WHAT TO WORK ON:
Starting at the line that contains "vent and record integer pixel coordinates." in the listing below, write out every line word for word until you have written the line that contains "Target: sofa cushion".

-- Opening Marker --

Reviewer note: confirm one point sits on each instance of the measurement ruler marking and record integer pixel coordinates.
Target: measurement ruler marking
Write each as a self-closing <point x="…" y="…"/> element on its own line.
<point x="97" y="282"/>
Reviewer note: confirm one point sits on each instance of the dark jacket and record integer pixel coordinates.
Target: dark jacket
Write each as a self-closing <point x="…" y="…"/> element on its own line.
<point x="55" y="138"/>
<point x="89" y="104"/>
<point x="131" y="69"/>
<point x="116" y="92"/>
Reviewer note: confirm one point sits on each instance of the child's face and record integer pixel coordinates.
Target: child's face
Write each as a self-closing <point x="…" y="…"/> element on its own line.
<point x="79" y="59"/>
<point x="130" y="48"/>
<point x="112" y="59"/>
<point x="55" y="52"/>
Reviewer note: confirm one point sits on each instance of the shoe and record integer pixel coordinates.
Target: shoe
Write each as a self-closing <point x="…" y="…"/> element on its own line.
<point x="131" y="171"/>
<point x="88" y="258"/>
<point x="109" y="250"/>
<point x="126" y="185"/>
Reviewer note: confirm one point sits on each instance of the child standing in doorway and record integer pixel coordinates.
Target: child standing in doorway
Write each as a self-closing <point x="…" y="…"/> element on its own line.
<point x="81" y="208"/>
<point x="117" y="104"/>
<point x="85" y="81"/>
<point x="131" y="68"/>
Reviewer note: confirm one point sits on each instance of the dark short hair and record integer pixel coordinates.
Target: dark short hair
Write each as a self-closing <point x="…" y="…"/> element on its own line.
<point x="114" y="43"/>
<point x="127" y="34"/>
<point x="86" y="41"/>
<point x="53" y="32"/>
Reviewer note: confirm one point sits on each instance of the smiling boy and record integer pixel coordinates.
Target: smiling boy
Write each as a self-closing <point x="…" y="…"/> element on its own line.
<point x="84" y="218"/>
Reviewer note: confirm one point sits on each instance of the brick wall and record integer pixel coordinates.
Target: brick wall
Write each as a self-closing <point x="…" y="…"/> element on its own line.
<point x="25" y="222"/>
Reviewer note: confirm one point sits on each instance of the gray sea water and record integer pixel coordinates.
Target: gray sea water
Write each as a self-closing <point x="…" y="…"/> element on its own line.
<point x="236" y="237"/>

-- Closing Marker --
-- Opening Marker --

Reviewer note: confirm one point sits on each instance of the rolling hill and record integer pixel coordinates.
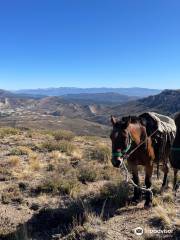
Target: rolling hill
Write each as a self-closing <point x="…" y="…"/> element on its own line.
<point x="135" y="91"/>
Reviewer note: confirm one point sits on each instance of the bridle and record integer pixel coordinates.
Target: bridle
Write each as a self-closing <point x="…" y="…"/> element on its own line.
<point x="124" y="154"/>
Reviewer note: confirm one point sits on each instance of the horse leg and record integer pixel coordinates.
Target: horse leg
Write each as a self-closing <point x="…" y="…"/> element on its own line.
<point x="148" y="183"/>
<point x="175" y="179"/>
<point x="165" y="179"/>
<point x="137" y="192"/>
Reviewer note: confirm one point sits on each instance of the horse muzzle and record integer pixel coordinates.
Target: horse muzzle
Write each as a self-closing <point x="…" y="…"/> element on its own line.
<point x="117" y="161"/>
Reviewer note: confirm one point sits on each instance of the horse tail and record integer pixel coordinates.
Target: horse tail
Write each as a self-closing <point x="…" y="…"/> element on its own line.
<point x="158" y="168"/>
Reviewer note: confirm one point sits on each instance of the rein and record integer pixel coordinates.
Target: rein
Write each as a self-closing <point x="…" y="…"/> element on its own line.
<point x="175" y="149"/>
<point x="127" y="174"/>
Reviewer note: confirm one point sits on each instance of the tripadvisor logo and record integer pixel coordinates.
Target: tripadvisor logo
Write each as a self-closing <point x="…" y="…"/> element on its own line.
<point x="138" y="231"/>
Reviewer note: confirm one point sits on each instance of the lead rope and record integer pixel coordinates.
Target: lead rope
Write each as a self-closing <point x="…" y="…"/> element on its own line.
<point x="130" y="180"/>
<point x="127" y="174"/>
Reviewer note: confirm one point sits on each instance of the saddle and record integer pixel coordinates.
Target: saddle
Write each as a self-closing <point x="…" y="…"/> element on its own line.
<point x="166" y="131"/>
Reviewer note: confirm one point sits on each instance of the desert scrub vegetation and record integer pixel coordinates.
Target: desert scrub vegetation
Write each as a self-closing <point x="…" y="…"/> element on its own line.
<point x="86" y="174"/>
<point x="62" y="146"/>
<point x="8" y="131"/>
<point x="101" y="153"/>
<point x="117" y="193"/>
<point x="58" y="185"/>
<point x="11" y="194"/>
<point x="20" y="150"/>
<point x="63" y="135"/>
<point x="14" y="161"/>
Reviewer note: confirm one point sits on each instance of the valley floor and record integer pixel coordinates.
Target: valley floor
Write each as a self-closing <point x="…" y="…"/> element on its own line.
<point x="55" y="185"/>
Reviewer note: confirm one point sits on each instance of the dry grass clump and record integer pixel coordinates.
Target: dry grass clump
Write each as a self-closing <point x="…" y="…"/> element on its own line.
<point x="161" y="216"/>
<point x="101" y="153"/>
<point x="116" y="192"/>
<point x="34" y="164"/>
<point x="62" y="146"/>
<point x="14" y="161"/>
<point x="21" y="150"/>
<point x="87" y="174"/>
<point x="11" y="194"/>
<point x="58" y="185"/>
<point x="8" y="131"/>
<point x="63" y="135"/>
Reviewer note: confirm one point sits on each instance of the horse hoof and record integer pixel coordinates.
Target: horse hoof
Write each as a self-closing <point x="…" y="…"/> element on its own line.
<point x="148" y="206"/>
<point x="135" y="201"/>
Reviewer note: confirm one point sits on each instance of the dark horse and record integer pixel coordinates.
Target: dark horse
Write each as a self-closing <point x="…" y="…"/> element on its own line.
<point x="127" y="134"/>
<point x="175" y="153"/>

-- Closing Marker --
-- Opening Marker --

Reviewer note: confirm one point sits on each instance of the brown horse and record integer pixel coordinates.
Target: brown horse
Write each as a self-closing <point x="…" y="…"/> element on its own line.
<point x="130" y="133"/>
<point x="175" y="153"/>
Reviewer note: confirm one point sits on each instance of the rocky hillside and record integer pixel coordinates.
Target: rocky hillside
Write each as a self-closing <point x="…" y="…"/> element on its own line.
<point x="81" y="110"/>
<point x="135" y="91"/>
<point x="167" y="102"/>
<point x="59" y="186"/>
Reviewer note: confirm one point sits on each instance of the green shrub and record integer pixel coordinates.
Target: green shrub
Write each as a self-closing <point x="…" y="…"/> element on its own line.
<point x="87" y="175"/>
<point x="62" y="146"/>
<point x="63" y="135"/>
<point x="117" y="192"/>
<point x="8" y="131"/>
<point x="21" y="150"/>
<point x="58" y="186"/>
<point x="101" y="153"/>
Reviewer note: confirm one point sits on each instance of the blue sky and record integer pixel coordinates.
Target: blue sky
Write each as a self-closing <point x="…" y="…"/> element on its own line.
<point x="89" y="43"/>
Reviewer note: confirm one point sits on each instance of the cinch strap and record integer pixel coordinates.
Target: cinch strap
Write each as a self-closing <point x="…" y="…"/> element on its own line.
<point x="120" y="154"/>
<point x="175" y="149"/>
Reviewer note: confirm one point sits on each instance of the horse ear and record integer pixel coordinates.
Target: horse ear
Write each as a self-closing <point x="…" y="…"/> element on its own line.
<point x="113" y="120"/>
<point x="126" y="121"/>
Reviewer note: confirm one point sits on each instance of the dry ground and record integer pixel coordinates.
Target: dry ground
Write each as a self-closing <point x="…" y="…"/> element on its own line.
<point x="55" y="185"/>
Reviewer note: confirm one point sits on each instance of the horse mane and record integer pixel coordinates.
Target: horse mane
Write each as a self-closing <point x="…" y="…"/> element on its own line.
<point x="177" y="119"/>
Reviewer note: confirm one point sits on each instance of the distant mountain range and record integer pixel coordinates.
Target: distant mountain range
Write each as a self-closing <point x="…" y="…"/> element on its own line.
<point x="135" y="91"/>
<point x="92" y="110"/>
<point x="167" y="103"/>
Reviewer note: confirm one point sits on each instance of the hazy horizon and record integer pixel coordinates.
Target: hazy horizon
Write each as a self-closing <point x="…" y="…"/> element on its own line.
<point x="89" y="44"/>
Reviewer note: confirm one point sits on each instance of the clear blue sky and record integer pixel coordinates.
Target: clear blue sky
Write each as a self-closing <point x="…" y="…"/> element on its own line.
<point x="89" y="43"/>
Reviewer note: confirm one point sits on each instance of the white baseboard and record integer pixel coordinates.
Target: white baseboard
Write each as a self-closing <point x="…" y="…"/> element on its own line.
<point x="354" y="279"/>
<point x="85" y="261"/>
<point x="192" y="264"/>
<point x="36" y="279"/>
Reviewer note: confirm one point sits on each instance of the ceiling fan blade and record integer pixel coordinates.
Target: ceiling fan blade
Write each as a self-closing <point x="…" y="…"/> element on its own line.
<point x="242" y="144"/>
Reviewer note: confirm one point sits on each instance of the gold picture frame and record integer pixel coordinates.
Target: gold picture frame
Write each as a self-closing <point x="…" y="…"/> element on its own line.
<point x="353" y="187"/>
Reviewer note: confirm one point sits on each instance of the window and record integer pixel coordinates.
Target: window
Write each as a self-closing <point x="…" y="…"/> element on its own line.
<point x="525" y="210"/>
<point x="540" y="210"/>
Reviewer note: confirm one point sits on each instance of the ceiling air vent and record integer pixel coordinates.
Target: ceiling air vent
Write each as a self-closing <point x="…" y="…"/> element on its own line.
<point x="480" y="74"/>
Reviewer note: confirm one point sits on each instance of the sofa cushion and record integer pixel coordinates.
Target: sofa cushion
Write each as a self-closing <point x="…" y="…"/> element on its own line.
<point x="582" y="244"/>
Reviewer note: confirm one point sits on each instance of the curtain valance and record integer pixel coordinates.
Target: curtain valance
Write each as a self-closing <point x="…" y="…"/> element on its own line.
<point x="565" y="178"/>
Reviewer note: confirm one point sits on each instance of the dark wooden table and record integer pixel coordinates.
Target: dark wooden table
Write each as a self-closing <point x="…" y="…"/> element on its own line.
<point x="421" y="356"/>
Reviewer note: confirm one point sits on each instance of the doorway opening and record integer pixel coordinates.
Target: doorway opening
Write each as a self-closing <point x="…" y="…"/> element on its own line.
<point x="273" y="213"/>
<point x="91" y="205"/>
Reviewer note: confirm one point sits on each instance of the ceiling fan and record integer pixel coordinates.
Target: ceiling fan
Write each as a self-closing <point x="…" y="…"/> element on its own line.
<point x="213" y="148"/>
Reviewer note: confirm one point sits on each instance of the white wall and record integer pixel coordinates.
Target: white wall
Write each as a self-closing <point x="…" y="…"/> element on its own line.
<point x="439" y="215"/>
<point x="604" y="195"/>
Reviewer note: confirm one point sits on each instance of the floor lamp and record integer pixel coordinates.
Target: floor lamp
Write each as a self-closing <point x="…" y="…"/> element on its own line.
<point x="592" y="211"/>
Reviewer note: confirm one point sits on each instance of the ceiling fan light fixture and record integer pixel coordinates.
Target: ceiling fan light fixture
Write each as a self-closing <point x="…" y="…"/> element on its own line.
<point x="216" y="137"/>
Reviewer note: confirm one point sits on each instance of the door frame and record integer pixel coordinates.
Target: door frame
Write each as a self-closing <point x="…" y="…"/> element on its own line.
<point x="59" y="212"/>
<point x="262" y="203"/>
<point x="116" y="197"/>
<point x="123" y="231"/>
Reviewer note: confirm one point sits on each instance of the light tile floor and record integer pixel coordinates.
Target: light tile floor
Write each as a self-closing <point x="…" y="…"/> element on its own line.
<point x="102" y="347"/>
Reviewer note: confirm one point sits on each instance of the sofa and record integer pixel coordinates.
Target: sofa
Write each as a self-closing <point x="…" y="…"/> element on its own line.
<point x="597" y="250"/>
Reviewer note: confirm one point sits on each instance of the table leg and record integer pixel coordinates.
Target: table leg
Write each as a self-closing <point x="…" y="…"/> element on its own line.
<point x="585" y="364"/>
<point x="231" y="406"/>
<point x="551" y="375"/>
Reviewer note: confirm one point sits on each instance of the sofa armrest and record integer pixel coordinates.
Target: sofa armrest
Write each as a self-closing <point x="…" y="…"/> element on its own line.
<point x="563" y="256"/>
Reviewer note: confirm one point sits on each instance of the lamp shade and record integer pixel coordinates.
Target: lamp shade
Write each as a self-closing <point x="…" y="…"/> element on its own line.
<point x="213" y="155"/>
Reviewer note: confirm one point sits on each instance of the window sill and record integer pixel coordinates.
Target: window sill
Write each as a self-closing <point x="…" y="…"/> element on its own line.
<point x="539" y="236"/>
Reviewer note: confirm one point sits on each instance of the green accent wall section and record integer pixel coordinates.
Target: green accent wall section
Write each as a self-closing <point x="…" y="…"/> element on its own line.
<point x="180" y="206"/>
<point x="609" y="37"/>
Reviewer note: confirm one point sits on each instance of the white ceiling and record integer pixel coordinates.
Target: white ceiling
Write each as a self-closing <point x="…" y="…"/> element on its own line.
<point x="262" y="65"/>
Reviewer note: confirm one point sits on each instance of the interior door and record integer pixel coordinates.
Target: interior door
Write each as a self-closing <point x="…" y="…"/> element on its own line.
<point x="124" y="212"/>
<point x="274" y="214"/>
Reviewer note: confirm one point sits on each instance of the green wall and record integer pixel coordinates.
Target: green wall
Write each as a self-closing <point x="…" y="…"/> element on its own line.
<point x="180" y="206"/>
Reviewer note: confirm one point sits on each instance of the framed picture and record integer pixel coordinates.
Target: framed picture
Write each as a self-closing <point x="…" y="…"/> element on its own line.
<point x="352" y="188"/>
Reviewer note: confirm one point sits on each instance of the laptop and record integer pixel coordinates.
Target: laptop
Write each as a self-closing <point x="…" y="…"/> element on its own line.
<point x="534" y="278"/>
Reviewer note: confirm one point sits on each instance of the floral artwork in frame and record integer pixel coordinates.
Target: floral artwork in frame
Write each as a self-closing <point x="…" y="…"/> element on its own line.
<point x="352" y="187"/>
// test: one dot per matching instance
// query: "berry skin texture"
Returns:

-- Closing Marker --

RESULT OF THIS TASK:
Reviewer note: confirm one point sits on each instance of the ceiling air vent and record integer pixel coordinates.
Target: ceiling air vent
Write each as a self-closing <point x="…" y="…"/> element on its own line.
<point x="480" y="74"/>
Reviewer note: confirm one point sits on each instance of the sofa cushion and record integer pixel coordinates.
Target: sofa cushion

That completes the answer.